Extracted text:

The Georgia Bulletin

Sun, Sep 7, 2008


What I Have Seen and Heard - Archbishop Gregory's Weekly Column

Print Issue: November 20, 1969

Centennial Of Shrine Nov. 22

Events marking the one hundredth anniversary of the Shrine of the Immaculate Conception will include a concelebrated mass at the Shrine at 6 p.m. on November 22, followed by a banquet and ball at the Dinkler-Plaza Hotel at 8 P.M.

Principal concelebrant of the Mass will be the Most Reverend Thomas A. Donnellan, Archbishop of Atlanta. The other concelebrants include: Reverend Leonard A. Kelley, O.F.M., pastor from 1958 to 1964; Right Reverend Patrick J. O’Connor, pastor from 1956 to 1958; Very Reverend Lawrence Schmuhl, S.M., Superior of the Marist Fathers, and Reverend Arthur D. Murray, O.F.M., who has been pastor of the parish since 1964. The Mass will begin with a processional at 5:45P.M.

Information given:
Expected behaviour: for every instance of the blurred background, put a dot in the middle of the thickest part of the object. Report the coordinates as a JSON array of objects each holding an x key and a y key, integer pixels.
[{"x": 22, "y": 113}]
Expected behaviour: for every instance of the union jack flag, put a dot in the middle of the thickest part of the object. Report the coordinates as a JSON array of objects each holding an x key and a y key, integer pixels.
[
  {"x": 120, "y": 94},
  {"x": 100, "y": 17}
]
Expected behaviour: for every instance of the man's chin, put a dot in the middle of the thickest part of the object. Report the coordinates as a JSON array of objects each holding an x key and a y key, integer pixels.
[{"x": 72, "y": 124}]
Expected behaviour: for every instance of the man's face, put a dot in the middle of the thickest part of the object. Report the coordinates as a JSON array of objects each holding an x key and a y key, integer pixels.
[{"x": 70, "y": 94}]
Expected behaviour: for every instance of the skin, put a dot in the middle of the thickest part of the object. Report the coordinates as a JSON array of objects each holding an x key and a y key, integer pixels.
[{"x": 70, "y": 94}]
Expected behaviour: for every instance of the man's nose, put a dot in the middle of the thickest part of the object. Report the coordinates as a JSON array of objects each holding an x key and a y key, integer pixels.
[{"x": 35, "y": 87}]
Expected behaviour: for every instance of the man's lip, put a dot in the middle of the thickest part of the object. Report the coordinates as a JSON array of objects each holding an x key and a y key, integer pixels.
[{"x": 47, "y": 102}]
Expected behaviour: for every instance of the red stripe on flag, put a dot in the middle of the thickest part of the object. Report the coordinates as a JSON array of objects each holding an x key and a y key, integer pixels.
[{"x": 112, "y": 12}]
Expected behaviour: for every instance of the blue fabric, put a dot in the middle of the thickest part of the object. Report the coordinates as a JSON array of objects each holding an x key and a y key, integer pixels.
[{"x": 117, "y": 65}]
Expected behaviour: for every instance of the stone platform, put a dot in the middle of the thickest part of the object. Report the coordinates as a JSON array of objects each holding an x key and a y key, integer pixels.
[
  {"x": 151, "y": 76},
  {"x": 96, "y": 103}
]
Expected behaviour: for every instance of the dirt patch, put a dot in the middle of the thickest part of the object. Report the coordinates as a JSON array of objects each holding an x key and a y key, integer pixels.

Questions to answer:
**a)** In the centennial article, where will the banquet and ball be held?
**b)** Copy the passage of the centennial article from "What I Have" to "processional at 5:45P.M.".
**c)** Summarize the centennial article in two sentences.

Answers by task:
**a)** At the Dinkler-Plaza Hotel.

**b)**
What I Have Seen and Heard - Archbishop Gregory's Weekly Column

Print Issue: November 20, 1969

Centennial Of Shrine Nov. 22

Events marking the one hundredth anniversary of the Shrine of the Immaculate Conception will include a concelebrated mass at the Shrine at 6 p.m. on November 22, followed by a banquet and ball at the Dinkler-Plaza Hotel at 8 P.M.

Principal concelebrant of the Mass will be the Most Reverend Thomas A. Donnellan, Archbishop of Atlanta. The other concelebrants include: Reverend Leonard A. Kelley, O.F.M., pastor from 1958 to 1964; Right Reverend Patrick J. O’Connor, pastor from 1956 to 1958; Very Reverend Lawrence Schmuhl, S.M., Superior of the Marist Fathers, and Reverend Arthur D. Murray, O.F.M., who has been pastor of the parish since 1964. The Mass will begin with a processional at 5:45P.M.

**c)** The one hundredth anniversary of the Shrine of the Immaculate Conception will be marked on November 22 by a concelebrated Mass at the Shrine at 6 p.m., followed by a banquet and ball at the Dinkler-Plaza Hotel at 8 p.m. Archbishop Thomas A. Donnellan of Atlanta will be principal concelebrant, joined by former pastors, the current pastor and the Superior of the Marist Fathers, and the Mass will begin with a processional at 5:45 p.m.